### What is expected
Copy everything from "Addressing the interpretability" down to "transparency and interpretability." in the Visual Precision Search paper summary below, word for word.

### Reading passage
Interpreting Object-level Foundation Models via Visual Precision Search¶

Conference: CVPR 2025
arXiv: 2411.16198
Code: https://github.com/RuoyuChen10/VPS
Area: Object Detection
Keywords: Model Interpretability, Object Detection, Visual Precision Search, Submodular Function, Attribution Analysis

TL;DR¶

Addressing the interpretability of object-level foundation models like Grounding DINO and Florence-2, this paper proposes Visual Precision Search (VPS). By combining superpixel sparsification with greedy search guided by submodular functions, VPS accurately localizes critical decision subregions. It outperforms the state-of-the-art D-RISE method in fidelity metrics (Insertion) by 23.7%, 20.1%, and 31.6% on MS COCO, RefCOCO, and LVIS, respectively.

Background & Motivation¶

Background: With the development of multimodal pre-training, object-level foundation models such as Grounding DINO and Florence-2 exhibit outstanding performance in visual grounding and object detection. However, these models have massive parameters and rich semantics, sharply decreasing their transparency and interpretability.
Limitations of Prior Work:
- Gradient-based methods (e.g., ODAM): Since visual and textual features are deeply fused in foundation models, gradient backpropagation is heavily influenced by both modalities, failing to accurately locate critical vision-level regions and resulting in diffuse attribution maps.
- Perturbation-based methods (e.g., D-RISE): Generating saliency maps via random sampling introduces significant sampling noise, leading to coarse attribution maps and insufficient fine-grained interpretability.
- Existing methods cannot effectively explain why models fail to detect objects.
Key Challenge: The vision-language fusion architecture of foundation models invalidates traditional gradient attribution, while the random sampling strategy of perturbation-based methods is too coarse.

### Data

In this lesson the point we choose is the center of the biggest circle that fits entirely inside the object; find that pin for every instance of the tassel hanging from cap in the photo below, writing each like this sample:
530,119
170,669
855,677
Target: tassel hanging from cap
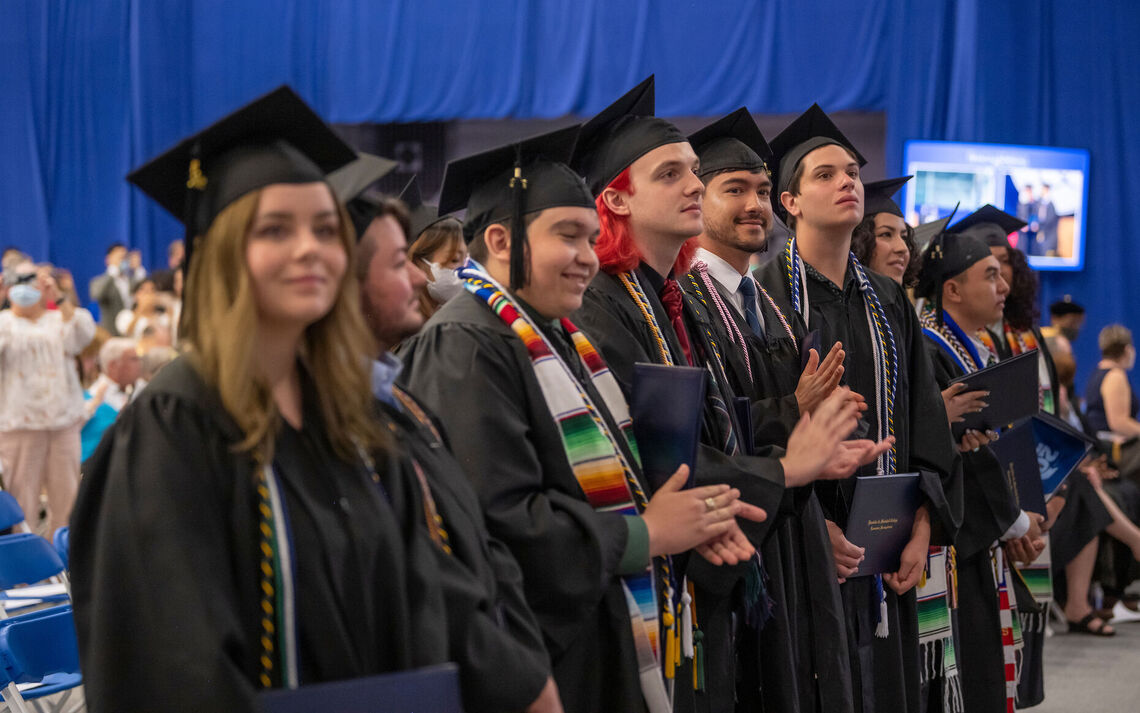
518,227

### Finished task
Addressing the interpretability of object-level foundation models like Grounding DINO and Florence-2, this paper proposes Visual Precision Search (VPS). By combining superpixel sparsification with greedy search guided by submodular functions, VPS accurately localizes critical decision subregions. It outperforms the state-of-the-art D-RISE method in fidelity metrics (Insertion) by 23.7%, 20.1%, and 31.6% on MS COCO, RefCOCO, and LVIS, respectively.

Background & Motivation¶

Background: With the development of multimodal pre-training, object-level foundation models such as Grounding DINO and Florence-2 exhibit outstanding performance in visual grounding and object detection. However, these models have massive parameters and rich semantics, sharply decreasing their transparency and interpretability.